• Text to read:
(begin)
- Directed by: Oskar Jonasson Toby Genkel Gunnar Karlsson
- Written by: Friðrik Erlingsson
- Produced by: Hilmar Sigurdsson Arnar Thorisson
- Starring: Justin Gregg Paul Tylak Nicola Coughlan Liz Lloyd Alan Stanford Emmett J. Scanlan J. Drew Lucas Mary Murray Lesa Thurman Gary Hetzler Hillary Kavanagh
- Edited by: Elísabet Ronaldsdóttir
- Music by: Stephen McKeon
- Production companies: CAOZ Ulysses Filmproduktion Magma Films Studio Rakete
- Distributed by: Telepool (Worldwide sales) Sena (Iceland) Koch Media (Germany) ARC Entertainment (United States)
- Release date: October 14, 2011;
- Running time: 79 minutes
- Countries: Iceland Germany Ireland
- Languages: Icelandic English German

= Legends of Valhalla: Thor =

Legends of Valhalla: Thor (Hetjur Valhallar - Þór), also known as Thor: Legend of the Magical Hammer, is a 2011 animated comedy film co-produced by CAOZ, Ulysses and Magma Films. It is an international co-production between Iceland, Germany, and Ireland, and is based on stories about Thor, the god of thunder from Norse mythology. The film is the first full-length animated film to be produced in Iceland, with animation by CAOZ in Reykjavík and rendering, lighting, and compositing done by Studio Rakete in Hamburg. It was released on October 14, 2011, in Icelandic cinemas.
(end)
• Dataset records:
(begin)
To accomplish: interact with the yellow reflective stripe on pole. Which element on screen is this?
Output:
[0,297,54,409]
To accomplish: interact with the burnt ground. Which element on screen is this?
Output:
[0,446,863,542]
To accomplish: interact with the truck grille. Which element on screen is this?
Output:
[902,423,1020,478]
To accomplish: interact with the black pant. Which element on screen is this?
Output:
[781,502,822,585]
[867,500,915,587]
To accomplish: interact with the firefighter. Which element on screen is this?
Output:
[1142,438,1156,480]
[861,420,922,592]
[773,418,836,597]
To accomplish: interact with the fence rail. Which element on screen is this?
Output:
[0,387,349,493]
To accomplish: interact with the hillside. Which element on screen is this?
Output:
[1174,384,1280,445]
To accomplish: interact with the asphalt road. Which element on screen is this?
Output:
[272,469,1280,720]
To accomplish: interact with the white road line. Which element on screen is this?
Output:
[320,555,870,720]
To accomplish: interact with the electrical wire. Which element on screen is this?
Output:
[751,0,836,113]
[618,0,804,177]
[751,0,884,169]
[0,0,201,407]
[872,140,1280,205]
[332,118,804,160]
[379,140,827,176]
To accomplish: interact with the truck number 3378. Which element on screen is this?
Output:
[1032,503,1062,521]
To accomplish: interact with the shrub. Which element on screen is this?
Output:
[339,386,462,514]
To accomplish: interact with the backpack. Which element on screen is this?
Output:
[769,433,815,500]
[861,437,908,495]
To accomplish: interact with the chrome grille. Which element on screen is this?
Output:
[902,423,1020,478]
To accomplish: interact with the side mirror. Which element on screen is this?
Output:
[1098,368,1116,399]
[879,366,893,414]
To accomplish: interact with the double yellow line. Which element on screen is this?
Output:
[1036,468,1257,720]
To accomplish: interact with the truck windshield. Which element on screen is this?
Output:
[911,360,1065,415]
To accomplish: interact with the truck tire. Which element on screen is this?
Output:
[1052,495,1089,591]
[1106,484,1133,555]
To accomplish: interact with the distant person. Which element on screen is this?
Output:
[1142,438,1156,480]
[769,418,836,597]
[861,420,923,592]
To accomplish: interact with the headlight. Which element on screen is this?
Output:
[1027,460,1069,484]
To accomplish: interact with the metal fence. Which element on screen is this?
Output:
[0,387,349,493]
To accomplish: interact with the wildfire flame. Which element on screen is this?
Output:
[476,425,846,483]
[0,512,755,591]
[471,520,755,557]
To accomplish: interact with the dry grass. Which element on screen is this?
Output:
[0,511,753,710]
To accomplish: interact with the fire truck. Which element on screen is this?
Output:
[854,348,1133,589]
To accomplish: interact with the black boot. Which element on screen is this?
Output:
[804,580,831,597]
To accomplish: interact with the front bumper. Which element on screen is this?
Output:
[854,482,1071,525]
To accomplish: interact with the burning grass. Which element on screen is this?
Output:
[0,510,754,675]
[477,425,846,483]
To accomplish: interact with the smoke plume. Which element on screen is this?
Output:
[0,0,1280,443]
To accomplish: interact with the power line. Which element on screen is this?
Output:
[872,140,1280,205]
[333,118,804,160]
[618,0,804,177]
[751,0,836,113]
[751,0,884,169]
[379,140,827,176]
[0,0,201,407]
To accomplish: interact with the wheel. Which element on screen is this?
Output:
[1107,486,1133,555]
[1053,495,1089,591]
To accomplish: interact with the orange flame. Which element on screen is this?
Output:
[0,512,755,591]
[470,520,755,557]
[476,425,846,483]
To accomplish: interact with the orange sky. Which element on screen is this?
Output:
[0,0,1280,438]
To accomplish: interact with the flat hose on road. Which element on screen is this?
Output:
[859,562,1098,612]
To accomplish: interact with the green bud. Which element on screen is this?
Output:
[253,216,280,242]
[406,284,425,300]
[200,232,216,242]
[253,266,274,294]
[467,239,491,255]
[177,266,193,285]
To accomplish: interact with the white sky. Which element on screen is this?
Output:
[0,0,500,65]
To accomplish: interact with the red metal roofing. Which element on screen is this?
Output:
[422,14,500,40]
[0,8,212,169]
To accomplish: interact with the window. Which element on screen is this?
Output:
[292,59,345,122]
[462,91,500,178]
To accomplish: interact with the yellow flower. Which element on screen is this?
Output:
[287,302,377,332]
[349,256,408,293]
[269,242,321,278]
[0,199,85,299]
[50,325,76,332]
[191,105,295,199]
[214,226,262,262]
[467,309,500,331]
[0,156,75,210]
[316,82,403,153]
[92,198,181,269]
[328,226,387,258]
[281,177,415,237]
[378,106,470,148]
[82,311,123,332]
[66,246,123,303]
(end)
• Work to do:
[1] Condense the paragraph of the film text that begins "Legends of Valhalla: Thor (Hetjur Valhallar - Þór)" into a bulleted list of its main facts.
[2] Convert the records into a JSON list of strings, one string per line and with blank lines omitted, starting at the line that contains "To accomplish: interact with the headlight." and ending at the line that contains "[0,0,1280,443]", with both ends included.

• Task-by-task answers:
[1]
- Legends of Valhalla: Thor (Hetjur Valhallar - Þór), also known as Thor: Legend of the Magical Hammer, is a 2011 animated comedy film.
- It was co-produced by CAOZ, Ulysses and Magma Films as an international co-production between Iceland, Germany, and Ireland.
- It is based on stories about Thor, the Norse god of thunder.
- It is the first full-length animated film produced in Iceland.
- CAOZ did the animation in Reykjavík, and Studio Rakete did the rendering, lighting, and compositing in Hamburg.
- It was released in Icelandic cinemas on October 14, 2011.

[2]
[
  "To accomplish: interact with the headlight. Which element on screen is this?",
  "Output:",
  "[1027,460,1069,484]",
  "To accomplish: interact with the metal fence. Which element on screen is this?",
  "Output:",
  "[0,387,349,493]",
  "To accomplish: interact with the wildfire flame. Which element on screen is this?",
  "Output:",
  "[476,425,846,483]",
  "[0,512,755,591]",
  "[471,520,755,557]",
  "To accomplish: interact with the dry grass. Which element on screen is this?",
  "Output:",
  "[0,511,753,710]",
  "To accomplish: interact with the fire truck. Which element on screen is this?",
  "Output:",
  "[854,348,1133,589]",
  "To accomplish: interact with the black boot. Which element on screen is this?",
  "Output:",
  "[804,580,831,597]",
  "To accomplish: interact with the front bumper. Which element on screen is this?",
  "Output:",
  "[854,482,1071,525]",
  "To accomplish: interact with the burning grass. Which element on screen is this?",
  "Output:",
  "[0,510,754,675]",
  "[477,425,846,483]",
  "To accomplish: interact with the smoke plume. Which element on screen is this?",
  "Output:",
  "[0,0,1280,443]"
]